**Task to carry out**
Scale the records from the beginning up to and including the line containing "(1506, 265)": reproduce every line in that span, multiplying each point coordinate in the answers by 0.55 and rounding to whole numbers, with halves rounded up. Leave the pictures out of the reply.

**Provided material**
-.-.-

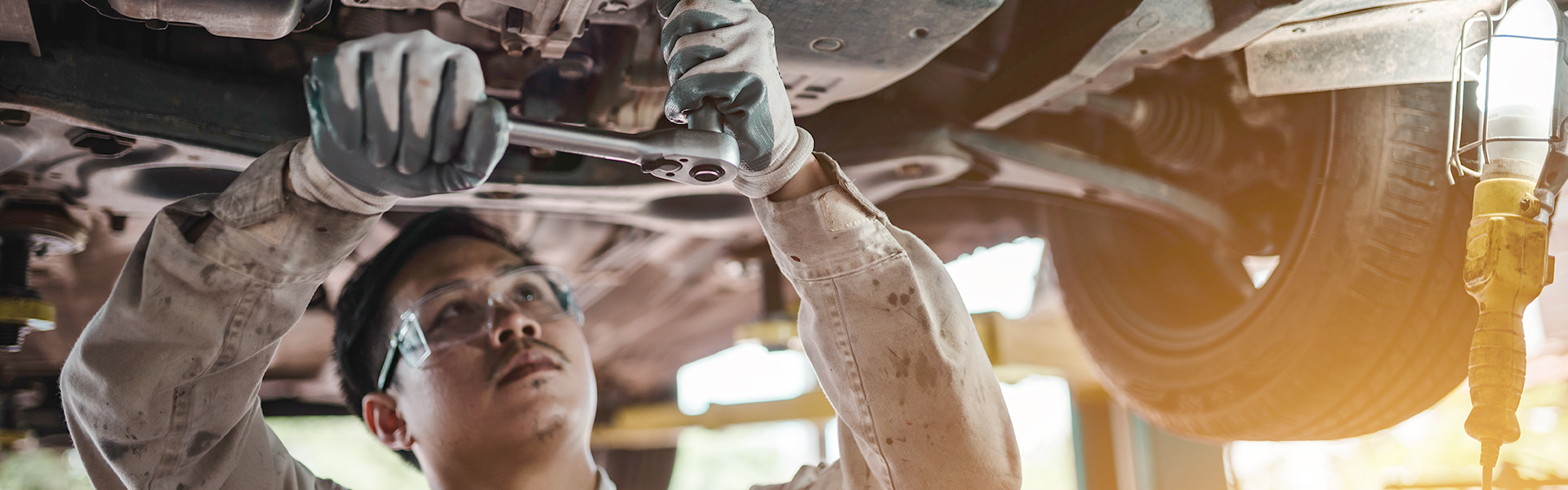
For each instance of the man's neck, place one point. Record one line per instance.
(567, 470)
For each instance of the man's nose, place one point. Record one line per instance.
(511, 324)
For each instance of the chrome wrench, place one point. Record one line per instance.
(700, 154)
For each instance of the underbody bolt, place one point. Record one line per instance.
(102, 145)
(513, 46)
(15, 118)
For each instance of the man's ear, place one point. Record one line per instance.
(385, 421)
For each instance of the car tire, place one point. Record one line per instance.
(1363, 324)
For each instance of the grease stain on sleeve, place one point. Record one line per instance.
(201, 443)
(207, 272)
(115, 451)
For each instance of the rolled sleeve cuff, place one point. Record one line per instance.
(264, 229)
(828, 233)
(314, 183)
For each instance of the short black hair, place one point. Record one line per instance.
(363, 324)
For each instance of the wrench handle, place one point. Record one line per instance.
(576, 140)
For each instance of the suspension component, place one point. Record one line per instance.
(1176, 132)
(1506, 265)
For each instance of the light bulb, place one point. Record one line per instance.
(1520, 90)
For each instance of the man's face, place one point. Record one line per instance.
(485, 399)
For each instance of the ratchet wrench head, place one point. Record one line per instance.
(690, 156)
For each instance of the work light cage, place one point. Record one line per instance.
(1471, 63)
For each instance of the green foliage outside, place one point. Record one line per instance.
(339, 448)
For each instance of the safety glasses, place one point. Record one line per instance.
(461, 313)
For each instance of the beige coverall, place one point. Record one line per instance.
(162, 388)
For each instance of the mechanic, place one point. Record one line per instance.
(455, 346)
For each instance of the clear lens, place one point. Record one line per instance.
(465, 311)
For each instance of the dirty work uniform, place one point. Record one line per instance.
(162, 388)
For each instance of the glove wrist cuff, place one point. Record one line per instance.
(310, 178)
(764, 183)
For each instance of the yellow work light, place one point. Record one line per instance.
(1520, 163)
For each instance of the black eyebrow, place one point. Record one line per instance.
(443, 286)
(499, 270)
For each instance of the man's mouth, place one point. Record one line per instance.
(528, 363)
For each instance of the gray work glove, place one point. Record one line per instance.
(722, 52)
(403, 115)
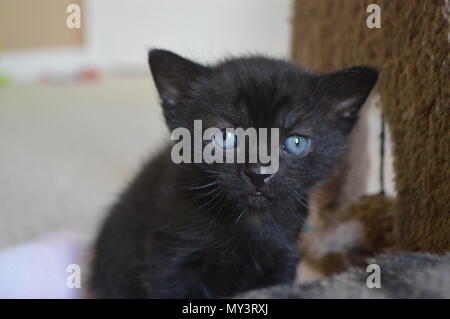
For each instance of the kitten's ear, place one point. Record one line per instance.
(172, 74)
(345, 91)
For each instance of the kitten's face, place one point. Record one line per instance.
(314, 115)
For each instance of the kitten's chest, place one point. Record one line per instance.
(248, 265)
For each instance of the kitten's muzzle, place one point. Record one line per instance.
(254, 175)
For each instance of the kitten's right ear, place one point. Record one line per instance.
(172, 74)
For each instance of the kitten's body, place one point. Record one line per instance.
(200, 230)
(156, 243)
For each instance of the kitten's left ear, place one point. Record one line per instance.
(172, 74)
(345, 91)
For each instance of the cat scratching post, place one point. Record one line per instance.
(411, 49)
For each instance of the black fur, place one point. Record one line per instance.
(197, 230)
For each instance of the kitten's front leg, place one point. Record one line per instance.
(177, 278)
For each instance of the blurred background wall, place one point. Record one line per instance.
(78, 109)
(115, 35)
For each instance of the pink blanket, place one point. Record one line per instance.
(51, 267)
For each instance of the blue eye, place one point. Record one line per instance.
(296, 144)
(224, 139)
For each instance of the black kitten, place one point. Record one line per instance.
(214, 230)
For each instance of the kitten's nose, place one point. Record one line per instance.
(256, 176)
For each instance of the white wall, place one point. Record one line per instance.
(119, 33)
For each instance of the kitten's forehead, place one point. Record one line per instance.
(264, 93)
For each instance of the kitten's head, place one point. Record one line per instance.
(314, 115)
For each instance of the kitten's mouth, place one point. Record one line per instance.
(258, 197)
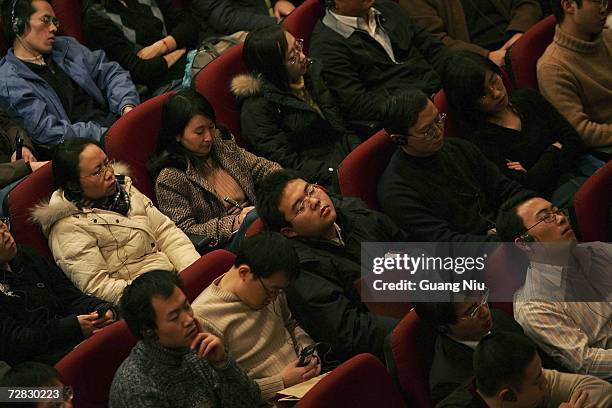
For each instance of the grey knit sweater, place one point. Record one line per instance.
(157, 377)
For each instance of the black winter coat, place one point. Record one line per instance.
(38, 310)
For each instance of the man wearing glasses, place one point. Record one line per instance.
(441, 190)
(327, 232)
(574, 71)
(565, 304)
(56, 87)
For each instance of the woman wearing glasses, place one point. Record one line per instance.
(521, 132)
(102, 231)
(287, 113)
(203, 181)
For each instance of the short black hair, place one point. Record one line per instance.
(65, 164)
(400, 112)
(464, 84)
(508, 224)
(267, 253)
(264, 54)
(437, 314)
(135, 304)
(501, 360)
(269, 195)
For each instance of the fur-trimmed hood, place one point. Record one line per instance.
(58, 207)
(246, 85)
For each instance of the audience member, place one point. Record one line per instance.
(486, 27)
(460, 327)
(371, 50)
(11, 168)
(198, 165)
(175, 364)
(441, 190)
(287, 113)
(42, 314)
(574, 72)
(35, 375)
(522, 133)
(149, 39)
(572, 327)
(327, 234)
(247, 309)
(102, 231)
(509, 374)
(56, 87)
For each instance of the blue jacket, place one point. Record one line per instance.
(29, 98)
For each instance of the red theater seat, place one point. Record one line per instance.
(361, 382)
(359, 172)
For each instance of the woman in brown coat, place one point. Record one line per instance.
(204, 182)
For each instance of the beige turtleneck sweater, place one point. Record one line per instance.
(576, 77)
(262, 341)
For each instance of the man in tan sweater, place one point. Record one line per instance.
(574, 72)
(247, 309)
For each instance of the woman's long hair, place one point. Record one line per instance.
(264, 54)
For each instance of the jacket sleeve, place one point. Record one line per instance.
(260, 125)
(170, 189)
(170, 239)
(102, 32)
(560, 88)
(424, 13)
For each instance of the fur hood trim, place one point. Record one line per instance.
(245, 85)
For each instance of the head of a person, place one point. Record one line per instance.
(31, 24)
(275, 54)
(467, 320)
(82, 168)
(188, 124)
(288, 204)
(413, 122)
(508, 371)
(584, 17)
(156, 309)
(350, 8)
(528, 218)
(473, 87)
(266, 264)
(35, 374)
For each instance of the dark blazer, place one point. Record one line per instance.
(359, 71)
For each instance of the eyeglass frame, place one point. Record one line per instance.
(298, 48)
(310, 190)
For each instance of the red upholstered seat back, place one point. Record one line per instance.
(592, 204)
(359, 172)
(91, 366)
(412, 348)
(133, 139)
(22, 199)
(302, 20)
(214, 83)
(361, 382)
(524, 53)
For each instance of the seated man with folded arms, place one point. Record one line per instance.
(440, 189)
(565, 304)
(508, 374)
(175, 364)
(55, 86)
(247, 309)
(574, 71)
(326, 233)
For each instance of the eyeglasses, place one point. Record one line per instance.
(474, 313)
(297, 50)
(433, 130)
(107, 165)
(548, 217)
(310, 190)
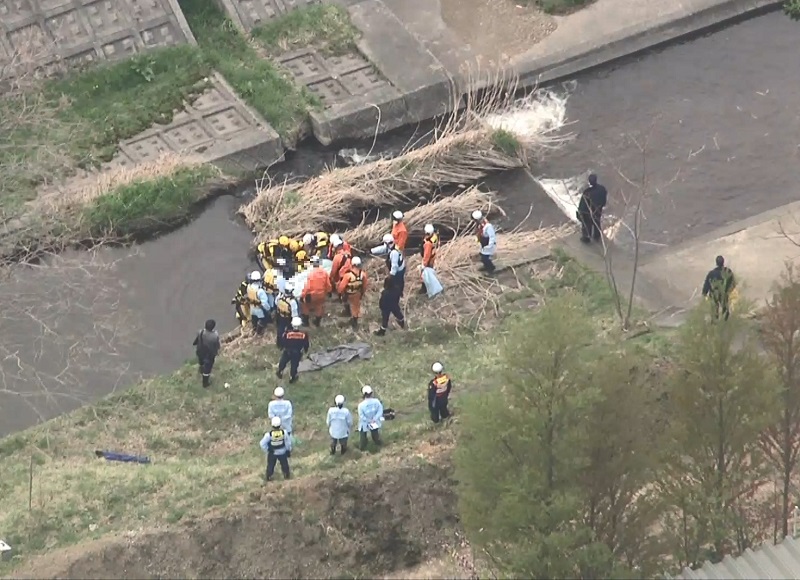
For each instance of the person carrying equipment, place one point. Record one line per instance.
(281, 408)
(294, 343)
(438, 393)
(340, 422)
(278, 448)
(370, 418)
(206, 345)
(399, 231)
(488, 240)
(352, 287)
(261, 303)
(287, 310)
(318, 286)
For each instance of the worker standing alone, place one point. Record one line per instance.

-.-.-

**Full output**
For each instance of the man's neck, place one point. Record one line per instance.
(312, 259)
For each instance of the man's nose, place one point. Record one line per instance.
(281, 178)
For each instance of the chrome wrench, place one point. Record one line per instance.
(385, 85)
For each instance of the underbody bolt, place one point. Record one line per instance.
(56, 80)
(282, 25)
(8, 65)
For each instance of the man's ear, place one point. Record one line per instance.
(212, 232)
For each instance of the car tire, place one point. Record one line per instance.
(750, 178)
For each instance of the grease stain on sleeve, place one point. Record one line per instance.
(111, 244)
(114, 150)
(63, 248)
For each instance of the rolled sleeve cuff, place one point. Record one line per instance.
(145, 126)
(455, 128)
(173, 101)
For each instance of the short black hair, place one point. Record one line per instance.
(200, 178)
For each instance of the wrench handle, place one point. Record one line per instance.
(317, 77)
For each instance of the suspension component, place one point. Record one line per instance.
(647, 73)
(828, 146)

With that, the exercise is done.